EXTRACTED TEXT
----

Deterministic Neighborhoods

• Deterministic neighborhoods are algorithmic constructs defined by manifold geometry, empirical density statistics, and kernel diffusion operators to create precise, geometry-aware sampling regions.
• They deterministically assign neighborhood membership and augmentation counts using explicit kernel computations and local covariance measures, as exemplified in the SUGAR framework.
• These techniques improve uniformity in high-dimensional data, correct sampling biases, and enhance performance in applications like classifier training and spectral clustering.

Deterministic neighborhoods refer to algorithmic or procedural constructs in which the local geometry or sampling region is precisely determined by manifold structure, empirical density statistics, and kernel-based diffusion operators. In statistical data generation, machine learning, and density modeling, deterministic neighborhoods are fundamental when the goal is to enforce uniform or geometry-aware coverage of underlying manifolds rather than simply mirroring biased ambient data distributions. The synthesis of deterministic neighborhoods for generative modeling is exemplified in the SUGAR framework ("Synthesis Using Geometrically Aligned Random-walks") (Lindenbaum et al., 2018), which formalizes exact procedures for constructing neighborhoods and sampling densities that equalize data along a manifold.

1. Mathematical Formalism: Manifold Geometry and Neighborhoods

Let $\mathcal{M} \subset \mathbb{R}^{D}$ be a smooth $d$-dimensional manifold ($d \ll D$) and $X = \{x_1, \ldots, x_N\} \subset \mathcal{M}$ the empirical sample set. To induce deterministic neighborhoods, one computes the pairwise kernel

$$K(x_i, x_j) = \exp\left(-\frac{\|x_i - x_j\|^2}{2\sigma^2}\right)$$

with bandwidth $\sigma$ chosen globally or locally, and constructs the degree matrix

$D_{ii} = \sum_{j=1}^N K(x_i, x_j).$

This yields a row-stochastic diffusion operator $P = D^{-1}K$ whose powers approximate the continuous heat kernel and Laplace–Beltrami operator on $\mathcal{M}$. The normalization and symmetrization of $K$ produces deterministic neighborhoods around each $x_i$ characterized by the kernel values and local density.

----

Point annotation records
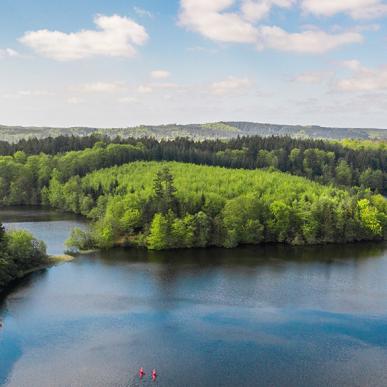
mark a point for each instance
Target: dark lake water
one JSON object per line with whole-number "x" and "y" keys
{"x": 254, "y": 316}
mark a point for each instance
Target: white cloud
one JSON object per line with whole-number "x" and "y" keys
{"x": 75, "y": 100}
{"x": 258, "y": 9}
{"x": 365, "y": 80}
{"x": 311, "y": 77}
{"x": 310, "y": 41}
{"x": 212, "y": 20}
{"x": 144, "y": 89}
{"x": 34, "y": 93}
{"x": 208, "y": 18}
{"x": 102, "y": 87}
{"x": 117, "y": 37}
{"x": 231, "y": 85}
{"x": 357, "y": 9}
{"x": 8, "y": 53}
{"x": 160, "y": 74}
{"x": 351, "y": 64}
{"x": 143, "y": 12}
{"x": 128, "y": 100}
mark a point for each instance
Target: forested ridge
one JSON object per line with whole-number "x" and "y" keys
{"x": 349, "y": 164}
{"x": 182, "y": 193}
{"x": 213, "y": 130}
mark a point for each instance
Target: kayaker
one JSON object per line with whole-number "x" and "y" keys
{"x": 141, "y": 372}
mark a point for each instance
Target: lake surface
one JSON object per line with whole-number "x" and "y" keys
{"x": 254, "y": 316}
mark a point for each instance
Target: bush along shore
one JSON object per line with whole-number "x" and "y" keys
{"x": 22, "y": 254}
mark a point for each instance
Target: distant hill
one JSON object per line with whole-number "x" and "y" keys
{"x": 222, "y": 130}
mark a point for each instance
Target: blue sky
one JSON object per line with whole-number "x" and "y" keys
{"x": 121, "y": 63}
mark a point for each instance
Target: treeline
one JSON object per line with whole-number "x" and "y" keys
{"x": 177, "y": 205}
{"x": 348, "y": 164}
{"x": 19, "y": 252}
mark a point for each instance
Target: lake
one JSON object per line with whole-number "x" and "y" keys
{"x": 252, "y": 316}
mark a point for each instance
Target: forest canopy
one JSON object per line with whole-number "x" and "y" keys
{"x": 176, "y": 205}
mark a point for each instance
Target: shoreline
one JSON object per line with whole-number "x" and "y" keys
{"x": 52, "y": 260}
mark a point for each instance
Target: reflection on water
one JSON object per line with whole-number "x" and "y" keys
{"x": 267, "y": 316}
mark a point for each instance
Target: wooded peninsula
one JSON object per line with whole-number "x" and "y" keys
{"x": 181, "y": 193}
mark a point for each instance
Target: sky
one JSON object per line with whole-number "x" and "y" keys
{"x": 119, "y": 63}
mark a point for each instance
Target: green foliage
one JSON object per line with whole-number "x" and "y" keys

----

THINGS TO DO
- A) Duplicate the deterministic neighborhoods article from "1. Mathematical Formalism: Manifold" to "and local density.".
- B) Sum up the deterministic neighborhoods article in two sentences.
- C) Please take the deterministic neighborhoods article further, starting after its last sentence.
The lines play no part in any of this.

THE RESPONSES
- A)
1. Mathematical Formalism: Manifold Geometry and Neighborhoods

Let $\mathcal{M} \subset \mathbb{R}^{D}$ be a smooth $d$-dimensional manifold ($d \ll D$) and $X = \{x_1, \ldots, x_N\} \subset \mathcal{M}$ the empirical sample set. To induce deterministic neighborhoods, one computes the pairwise kernel

$$K(x_i, x_j) = \exp\left(-\frac{\|x_i - x_j\|^2}{2\sigma^2}\right)$$

with bandwidth $\sigma$ chosen globally or locally, and constructs the degree matrix

$D_{ii} = \sum_{j=1}^N K(x_i, x_j).$

This yields a row-stochastic diffusion operator $P = D^{-1}K$ whose powers approximate the continuous heat kernel and Laplace–Beltrami operator on $\mathcal{M}$. The normalization and symmetrization of $K$ produces deterministic neighborhoods around each $x_i$ characterized by the kernel values and local density.

- B) Deterministic neighborhoods are constructs whose local sampling regions are precisely determined by manifold geometry, empirical density statistics, and kernel diffusion operators, as exemplified in the SUGAR framework. They are built by computing a Gaussian kernel between sample points, forming a degree matrix, and deriving a row-stochastic diffusion operator, and the normalization and symmetrization of the kernel produce the neighborhood around each point.

- C)
Each $x_i$'s deterministic neighborhood is then precisely those data points with high $K(x_i, x_j)$, and the structure of $P$ encodes both neighborhood membership and the strength of geometric connectivity. The neighborhoods are "deterministic" in the sense that every step—kernel calculation, weighting, and neighbor selection—is fixed by explicit data geometry, not stochastic sampling.

2. Sparsity-Weighted Measure-Based Correlation for Neighborhood Augmentation

Upon generating auxiliary points $Y_0 \subset \mathbb{R}^D$ via local Gaussian sampling (using per-point local covariance $\Sigma_i$ computed from $k$ nearest neighbors), SUGAR synthesizes neighborhoods for $Z = X \cup Y_0$ via a sparsity-weighted Measure-based Gaussian Correlation (MGC) kernel,

$$\hat{K}(y_i, y_j) = \sum_{r=1}^{N} K(y_i, x_r) \, K(x_r, y_j) \, s(r),$$

where $s(r) = 1/\hat{d}(r)$, and $\hat{d}(r) = \sum_j K(x_r, x_j)$. This operator deterministically "pulls" noisy points onto the manifold, effectively aligning the auxiliary set with actual manifold geometry rather than ambient space.

Row-normalization yields the pulling operator $\hat{P}$, and deterministic neighborhoods are those induced by high $\hat{K}(y_i, y_j)$—these encode how new samples are dynamically attracted toward manifold regions of lower empirical density. Neighborhood boundary and membership are uniquely defined by $K$, $s$, and the observed $X$; no randomness persists in their construction.

3. Density Equalization and Deterministic Neighborhood Size Selection

SUGAR achieves uniform coverage by adaptively setting the number of auxiliary samples $\ell(i)$ per $x_i$ to deterministically equalize graph degree across $X$. Proposition 4.1 gives explicit bounds: $$\det(I + \Sigma_i/(2\sigma^2))^{\frac{1}{2}[(C - \hat{d}(i))/(\hat{d}(i)+1)] - 1} \leq \ell(i) \leq \det(I + \Sigma_i/(2\sigma^2))^{\frac{1}{2}(C - \hat{d}(i))}$$ where $C = \max_i \hat{d}(i)$ sets the target maximum degree (density), and $\Sigma_i$ describes local covariance geometry. These bounds, derived from marginal degree contributions via Gaussian integrals, make the chosen $\ell(i)$ a deterministic function of neighborhood geometry and desired uniformity—every neighborhood's augmentation count is explicitly calculated, not sampled.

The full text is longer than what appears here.